* Text block *

——

Facebook Twitter

SEMI PRO: 3 ½ STARS

willferrellpicComedian Will Ferrell graduated from the University of Southern California with a degree in Sports Information. This bit of trivia becomes significant when you take a look at his career and note that time after time he has been drawn to playing professional athletes.

There was Ricky Bobby in Talladega Nights, Phil Weston, an over-the-top soccer coach in Kicking and Screaming and championship skater Chazz Michael Michaels in Blades of Glory. In Semi Pro Ferrell is Jackie Moon the owner-coach-player of the American Basketball Association’s Flint Michigan Tropics. All that despite his complete lack of a sportsman’s body.

Set in 1976 Semi Pro takes place just as the nine year old wild and crazy outlaw league The ABA is about to merge its best teams with the more established and certainly more traditional NBA.

Ego maniac Jackie “I’m the greatest man in the world!” Moon (Ferrell) is a former pop star, a one hit wonder, whose tune Barry White inspired disco tune Love Me Sexy—“Let’s get sweaty. Let’s fill the bathtub with sweat”—earned enough cash for him to buy a basketball team, the Flint Michigan Tropics. Trouble is, they are the worst team in the league and will be faced with extinction when the merge goes through unless they turn things around.

——

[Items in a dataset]

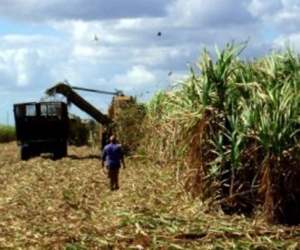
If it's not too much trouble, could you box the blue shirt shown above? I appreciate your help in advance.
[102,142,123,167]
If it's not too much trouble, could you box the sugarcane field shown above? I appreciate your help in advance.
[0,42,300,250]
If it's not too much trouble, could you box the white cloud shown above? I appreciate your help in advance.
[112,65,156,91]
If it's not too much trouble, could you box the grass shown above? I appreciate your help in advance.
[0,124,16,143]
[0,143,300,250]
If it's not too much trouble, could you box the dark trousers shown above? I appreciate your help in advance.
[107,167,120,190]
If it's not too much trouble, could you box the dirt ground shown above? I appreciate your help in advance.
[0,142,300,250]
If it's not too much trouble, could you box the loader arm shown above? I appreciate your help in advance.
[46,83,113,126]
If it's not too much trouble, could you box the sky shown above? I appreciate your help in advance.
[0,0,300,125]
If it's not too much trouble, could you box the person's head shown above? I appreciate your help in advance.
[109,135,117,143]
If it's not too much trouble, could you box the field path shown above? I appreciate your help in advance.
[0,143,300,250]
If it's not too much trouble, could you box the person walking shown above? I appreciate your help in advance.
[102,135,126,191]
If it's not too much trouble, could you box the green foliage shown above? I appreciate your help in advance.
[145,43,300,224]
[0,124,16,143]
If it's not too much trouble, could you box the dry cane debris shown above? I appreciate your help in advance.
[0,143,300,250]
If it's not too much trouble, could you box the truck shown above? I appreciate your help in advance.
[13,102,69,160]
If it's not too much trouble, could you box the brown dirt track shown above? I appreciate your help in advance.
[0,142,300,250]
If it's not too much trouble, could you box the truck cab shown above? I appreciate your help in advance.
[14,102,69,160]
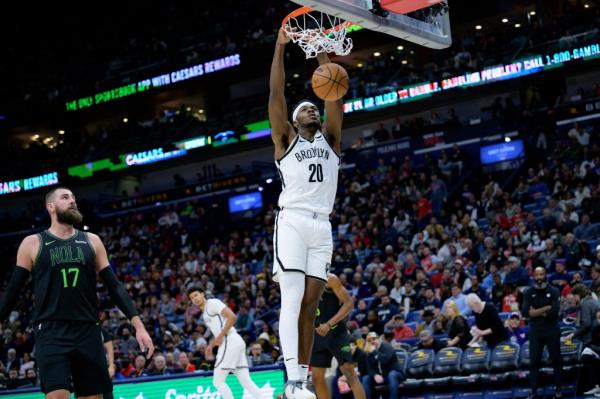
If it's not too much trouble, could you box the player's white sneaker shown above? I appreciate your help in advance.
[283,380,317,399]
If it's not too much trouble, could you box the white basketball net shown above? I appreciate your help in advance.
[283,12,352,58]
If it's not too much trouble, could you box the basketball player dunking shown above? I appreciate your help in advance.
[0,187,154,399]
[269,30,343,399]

——

* Required tasks *
1: Reproduce verbatim the passage of the film review starting with "Set in 1976" and going on through "more traditional NBA.".
2: Rescale the records starting with the line with "If it's not too much trouble, could you box the dry" and going on through the line with "[13,102,69,160]", both lines included, multiplying every bounding box coordinate by 2.6 and rounding to whole numbers with halves rounded up. Give only these lines, with the requests repeated unchanged.
The records bear no relation to the film review.

* Solutions in order *
1:
Set in 1976 Semi Pro takes place just as the nine year old wild and crazy outlaw league The ABA is about to merge its best teams with the more established and certainly more traditional NBA.

2:
If it's not too much trouble, could you box the dry cane debris shown above? I appreciate your help in advance.
[0,372,780,650]
If it's not too much trouble, could you box the truck shown above? I appreciate your help in advance.
[34,265,179,416]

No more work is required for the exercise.